▸ **풀어 볼 과제**:
(A) 제시문을 보고 다음 물음에 답하세요.
(i) GPU를 사용할 수 없을 때 출력되는 문장은 무엇인가요?
(ii) model_id에 지정된 모델 이름은 무엇인가요?
(iii) 주석에 적힌 모델 파라미터 데이터 타입은 무엇인가요?
(B) 제시문에서 "model, tokenizer = load_model_and_tokenizer(model_id)" 부분이 들어간 말로 시작하여 "param.grad.nelement() * param.grad.element_size()" 부분으로 끝나는 구간을 한 글자도 바꾸지 말고 출력하세요.

▸ **제시문**:
In [None]:
# 메모리 사용량 측정을 위한 함수 구현
import torch

def print_gpu_utilization():
    if torch.cuda.is_available():
        used_memory = torch.cuda.memory_allocated() / 1024**3
        print(f"GPU 메모리 사용량 : {used_memory:.3f}GB")
    else:
        print("런타임 유형을 GPU로 변경하세요.")

print_gpu_utilization()

In [None]:
# 모델을 불러오고 GPU 메모리와 데이터 타입 확인
from transformers import AutoModelForCausalLM, AutoTokenizer

def load_model_and_tokenizer(model_id, peft=None):
    tokenizer = AutoTokenizer.from_pretrained(model_id)
    if peft is None:
        model = AutoModelForCausalLM.from_pretrained(model_id, torch_dtype="auto", device_map={"":0})

    print_gpu_utilization()
    return model, tokenizer

model_id = "EleutherAI/polyglot-ko-1.3b"
model, tokenizer = load_model_and_tokenizer(model_id) # GPU 메모리 사용량: 2.599GB
print("모델 파라미터 데이터 타입: ", model.dtype) # torch.float16

In [None]:
# 그레디언트와 옵티마이저 상태의 메모리 사용량을 계산하는 함수
from transformers import AdamW
from torch.utils.data import DataLoader

def estimate_memory_of_gradients(model):
    total_memory = 0
    for param in model.parameters():
        if param.grad is not None:
            total_memory += param.grad.nelement() * param.grad.element_size()

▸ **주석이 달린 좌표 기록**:
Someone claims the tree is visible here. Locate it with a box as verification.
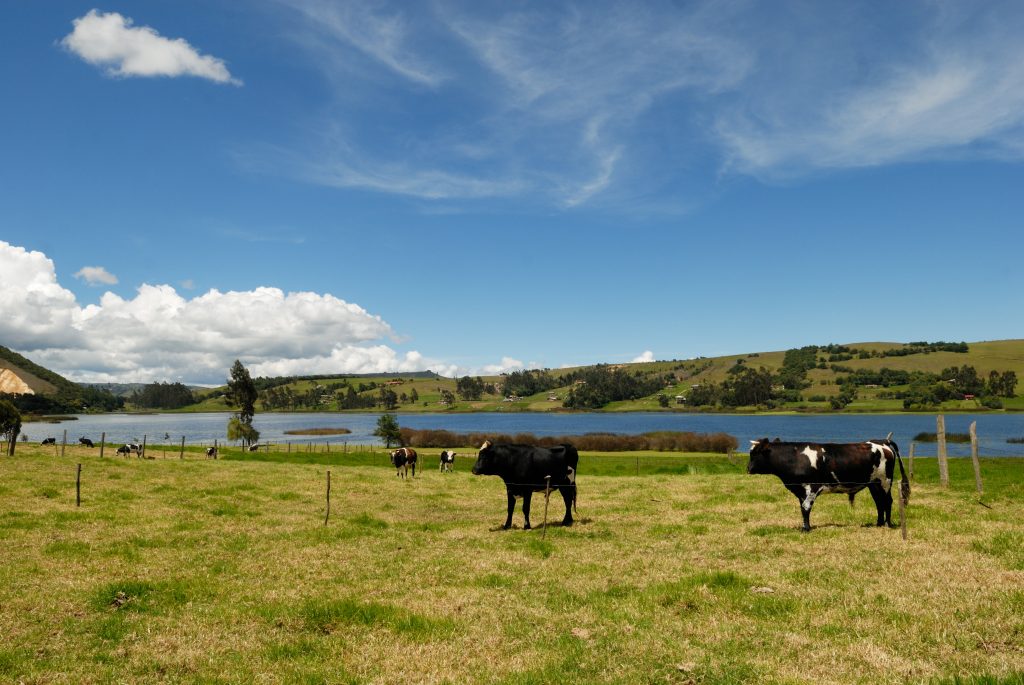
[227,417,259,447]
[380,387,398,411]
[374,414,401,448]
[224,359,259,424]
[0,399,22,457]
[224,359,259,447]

---

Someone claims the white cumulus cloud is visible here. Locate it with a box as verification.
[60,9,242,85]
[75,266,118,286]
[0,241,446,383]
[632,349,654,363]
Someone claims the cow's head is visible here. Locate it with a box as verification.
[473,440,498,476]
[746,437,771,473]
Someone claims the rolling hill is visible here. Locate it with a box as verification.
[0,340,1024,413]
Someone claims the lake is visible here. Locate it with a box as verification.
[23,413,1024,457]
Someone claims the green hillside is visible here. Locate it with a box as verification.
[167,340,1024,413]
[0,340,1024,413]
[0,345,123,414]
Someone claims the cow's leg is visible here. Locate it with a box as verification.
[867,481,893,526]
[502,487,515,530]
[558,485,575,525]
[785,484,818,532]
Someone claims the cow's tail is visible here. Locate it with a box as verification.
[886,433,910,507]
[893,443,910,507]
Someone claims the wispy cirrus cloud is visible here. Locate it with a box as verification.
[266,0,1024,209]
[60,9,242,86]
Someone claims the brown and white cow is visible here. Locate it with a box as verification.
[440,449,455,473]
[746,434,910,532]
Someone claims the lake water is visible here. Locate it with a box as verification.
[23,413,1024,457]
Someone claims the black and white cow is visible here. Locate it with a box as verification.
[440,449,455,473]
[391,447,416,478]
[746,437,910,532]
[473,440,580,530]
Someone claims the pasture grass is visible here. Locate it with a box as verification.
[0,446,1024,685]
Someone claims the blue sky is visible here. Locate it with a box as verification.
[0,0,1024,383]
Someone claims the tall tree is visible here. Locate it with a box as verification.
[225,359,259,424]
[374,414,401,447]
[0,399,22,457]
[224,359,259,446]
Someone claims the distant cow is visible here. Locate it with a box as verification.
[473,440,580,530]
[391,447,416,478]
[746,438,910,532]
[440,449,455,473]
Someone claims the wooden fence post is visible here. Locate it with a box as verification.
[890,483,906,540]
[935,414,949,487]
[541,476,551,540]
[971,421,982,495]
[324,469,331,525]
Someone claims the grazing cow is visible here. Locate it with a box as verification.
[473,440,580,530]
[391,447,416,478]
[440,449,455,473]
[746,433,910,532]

==

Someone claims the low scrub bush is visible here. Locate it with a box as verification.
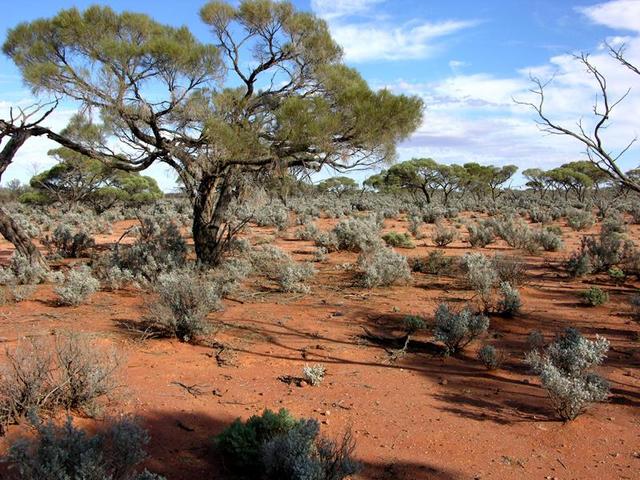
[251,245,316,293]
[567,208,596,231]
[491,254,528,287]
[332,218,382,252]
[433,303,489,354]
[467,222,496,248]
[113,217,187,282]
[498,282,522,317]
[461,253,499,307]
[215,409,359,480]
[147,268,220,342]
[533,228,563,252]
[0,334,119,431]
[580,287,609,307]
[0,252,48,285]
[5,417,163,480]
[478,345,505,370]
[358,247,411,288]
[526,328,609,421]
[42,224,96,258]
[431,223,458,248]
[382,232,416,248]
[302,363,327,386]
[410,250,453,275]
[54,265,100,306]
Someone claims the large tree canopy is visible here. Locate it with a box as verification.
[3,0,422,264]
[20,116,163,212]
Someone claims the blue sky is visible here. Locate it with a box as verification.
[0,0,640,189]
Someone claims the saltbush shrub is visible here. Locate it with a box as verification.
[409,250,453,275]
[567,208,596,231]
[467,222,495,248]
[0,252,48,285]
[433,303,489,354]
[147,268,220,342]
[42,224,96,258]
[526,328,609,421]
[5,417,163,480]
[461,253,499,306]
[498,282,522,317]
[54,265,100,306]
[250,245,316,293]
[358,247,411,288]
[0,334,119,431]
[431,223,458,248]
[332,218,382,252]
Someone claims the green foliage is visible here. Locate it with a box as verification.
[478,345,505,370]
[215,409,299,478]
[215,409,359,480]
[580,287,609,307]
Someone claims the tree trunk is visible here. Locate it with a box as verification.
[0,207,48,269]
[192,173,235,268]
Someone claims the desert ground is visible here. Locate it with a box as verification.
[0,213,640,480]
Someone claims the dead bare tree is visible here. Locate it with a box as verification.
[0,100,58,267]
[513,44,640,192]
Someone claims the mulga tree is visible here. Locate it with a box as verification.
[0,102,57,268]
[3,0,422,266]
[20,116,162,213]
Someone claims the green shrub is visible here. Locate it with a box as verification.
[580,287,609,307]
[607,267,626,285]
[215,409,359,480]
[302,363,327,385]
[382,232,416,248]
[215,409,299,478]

▸ **예상 결과**:
(A)
(i) 런타임 유형을 GPU로 변경하세요.
(ii) EleutherAI/polyglot-ko-1.3b
(iii) torch.float16

(B)
model, tokenizer = load_model_and_tokenizer(model_id) # GPU 메모리 사용량: 2.599GB
print("모델 파라미터 데이터 타입: ", model.dtype) # torch.float16

In [None]:
# 그레디언트와 옵티마이저 상태의 메모리 사용량을 계산하는 함수
from transformers import AdamW
from torch.utils.data import DataLoader

def estimate_memory_of_gradients(model):
    total_memory = 0
    for param in model.parameters():
        if param.grad is not None:
            total_memory += param.grad.nelement() * param.grad.element_size()